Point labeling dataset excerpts
⟨

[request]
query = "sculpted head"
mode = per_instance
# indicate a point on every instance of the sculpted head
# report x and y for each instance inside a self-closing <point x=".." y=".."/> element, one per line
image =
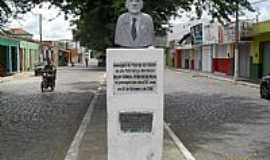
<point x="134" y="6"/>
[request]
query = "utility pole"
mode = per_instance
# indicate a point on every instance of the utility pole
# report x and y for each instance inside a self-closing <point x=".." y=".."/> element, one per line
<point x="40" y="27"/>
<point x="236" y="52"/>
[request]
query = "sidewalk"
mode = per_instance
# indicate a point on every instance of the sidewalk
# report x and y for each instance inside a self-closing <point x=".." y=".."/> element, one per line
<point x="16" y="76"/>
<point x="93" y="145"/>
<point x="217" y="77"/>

⟩
⟨

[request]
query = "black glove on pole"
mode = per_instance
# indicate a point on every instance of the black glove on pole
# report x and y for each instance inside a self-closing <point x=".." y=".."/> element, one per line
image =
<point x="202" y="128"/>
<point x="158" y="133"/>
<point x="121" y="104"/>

⟩

List each line in the items above that contains the word "query", copying those lines in full.

query = "sculpted head"
query = "utility pole"
query = "sidewalk"
query = "black glove on pole"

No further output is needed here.